→ **REQUIRED ACTION 1**:
Answer these from the satirical news roundup:
(a) How old did Spirit Halloween turn?
(b) Where did the small plane towing a banner crash?
(c) At what age did Scooby-Doo co-creator Ken Spears pass away?
→ **REQUIRED ACTION 2**:
Can you carry on the satirical news roundup from its last item with a few more short joke items in the same style?

Spirit Halloween turned 40 years old, and celebrated at its newest location once the Bed, Bath & Beyond finally got kicked out.

A small plane towing a banner crashed into the ocean near Hampton Beach, New Hampshire. Even worse, the woman reading the marriage proposal on the banner said no.

A Maryland woman discovered she has at least 60 donor-conceived siblings – and boy, is her father’s arm tired.

Following Kansas City Chiefs tight end Travis Kelce’s failed attempt to give Taylor Swift his phone number after her shows in Kansas City, Swift released a new single, ‘Ten-Digit Bracelet‘, bashing an unnamed “thirsty football horndog”.

Donald Trump has allegedly spent over $40 million in campaign money on legal fees. Lawyers now think that maybe they wouldn’t mind working for him after all.

In a tight U.S. job market, cases of illegal child labor are on the rise. It’s so bad, some Amazon warehouse workers unable to take bathroom breaks are urinating in their empty sippy cups.

99-year-old trucking company Yellow went out of business. Yellow operated in the Red for so long, they were turning Orange.

Large-breasted women are removing their bras and tossing them onstage at Drake concerts, including G, L, & H-cup undergarments. The women are thrilled at Drake’s attention, but some were injured by concertgoers stepping on their breasts as they exit.

A Japanese man spent $14,000 on a custom-made costume to make himself look like a collie, and went for his first public walk as a dog. Onlookers were unaware until he bagged and discarded his own stool.

A medical journal claims four-to-five minutes of daily “intense physical activity” could reduce cancer risk among non-exercisers. This is great news for men, bad news for women hoping the activity would last longer.

Beyonce is partnering with Peloton on “various forms of fitness class curation” and “extra sturdy bicycle seats”.

Scooby-Doo co-creator Ken Spears passed away at age 82. No signs of foul play, but the gang is investigating the abandoned amusement park where his body was found just in case.

→ **Stored data**:
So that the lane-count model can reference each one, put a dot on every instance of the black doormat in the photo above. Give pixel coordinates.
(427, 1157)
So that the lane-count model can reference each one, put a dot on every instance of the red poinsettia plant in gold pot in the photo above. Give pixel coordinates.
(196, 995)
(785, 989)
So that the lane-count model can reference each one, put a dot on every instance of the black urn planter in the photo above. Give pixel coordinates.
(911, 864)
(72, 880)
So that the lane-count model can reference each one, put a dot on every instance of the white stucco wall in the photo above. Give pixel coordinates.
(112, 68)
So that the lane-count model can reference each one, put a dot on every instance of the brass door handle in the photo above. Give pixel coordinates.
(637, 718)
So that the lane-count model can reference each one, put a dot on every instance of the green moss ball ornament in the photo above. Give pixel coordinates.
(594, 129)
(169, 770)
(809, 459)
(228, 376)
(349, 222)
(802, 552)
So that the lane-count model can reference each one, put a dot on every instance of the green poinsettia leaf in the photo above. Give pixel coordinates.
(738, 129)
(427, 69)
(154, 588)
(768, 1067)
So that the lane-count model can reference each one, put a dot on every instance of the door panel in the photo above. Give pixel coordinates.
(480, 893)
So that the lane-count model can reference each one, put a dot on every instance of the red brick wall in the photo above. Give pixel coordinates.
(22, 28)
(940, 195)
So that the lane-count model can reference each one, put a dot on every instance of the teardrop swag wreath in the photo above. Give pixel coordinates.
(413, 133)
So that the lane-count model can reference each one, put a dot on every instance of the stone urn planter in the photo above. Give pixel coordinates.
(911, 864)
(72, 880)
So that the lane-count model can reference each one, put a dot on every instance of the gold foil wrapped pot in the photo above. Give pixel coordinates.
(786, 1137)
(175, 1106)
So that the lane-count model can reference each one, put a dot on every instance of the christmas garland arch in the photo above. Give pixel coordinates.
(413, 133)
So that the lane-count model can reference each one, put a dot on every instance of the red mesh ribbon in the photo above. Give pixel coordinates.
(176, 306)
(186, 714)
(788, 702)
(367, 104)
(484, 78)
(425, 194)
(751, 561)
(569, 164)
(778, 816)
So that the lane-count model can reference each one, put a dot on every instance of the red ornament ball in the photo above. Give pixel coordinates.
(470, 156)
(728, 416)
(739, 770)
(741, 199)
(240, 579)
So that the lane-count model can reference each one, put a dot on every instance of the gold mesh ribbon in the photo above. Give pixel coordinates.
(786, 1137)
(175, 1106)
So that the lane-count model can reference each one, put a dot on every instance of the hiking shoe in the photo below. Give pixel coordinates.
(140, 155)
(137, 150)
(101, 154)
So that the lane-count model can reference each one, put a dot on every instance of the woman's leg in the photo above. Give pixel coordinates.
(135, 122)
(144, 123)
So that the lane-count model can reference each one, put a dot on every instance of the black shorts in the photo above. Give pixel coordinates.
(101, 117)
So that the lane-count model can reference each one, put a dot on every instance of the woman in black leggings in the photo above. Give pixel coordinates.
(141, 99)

→ **RESULT 1**:
(a) 40 years old
(b) Into the ocean near Hampton Beach, New Hampshire
(c) 82

→ **RESULT 2**:
Donald Trump, Jr and girlfriend Kimberly Guilfoyle are reportedly interested in taking over the GOP National Committee from current Chair Ronna McDaniel. They’re disappointed that large GOP donors don’t want lap dances from her.

NASA administrator Jim Bridenstine – an appointee of Donald Trump – said he will step down once Biden takes office. Biden plans to accept the resignation and told Bridenstine “may the Space Force be with you”.

Spotify is acquiring podcast hosting company Megaphone. Megaphone hosts over 5,000 podcasts reaching about 4,000 listeners.

Researchers say injectable drug cabotegravir is most effective at preventing women from contracting HIV from an infected partner. So, one injection, then all the unprotected injections they want after that.

General Motors will reintroduce the Hummer as an all-electric vehicle, but will limit sales to prevent rolling blackouts while owners recharge them.

The Masters golf tournament will be played this week. It’s unique in that it’s happening in November, and the star attraction is a black dude who actually voted for Trump.

Twitter may limit ‘Likes’ for posts containing misinformation. But stolen jokes and memes will still rack ’em up.

Ulta will open hundreds of makeup & beauty shops in Target stores. Not to be outdone, Walmart will open its own in-store makeup and beauty shops from Spirit Halloween.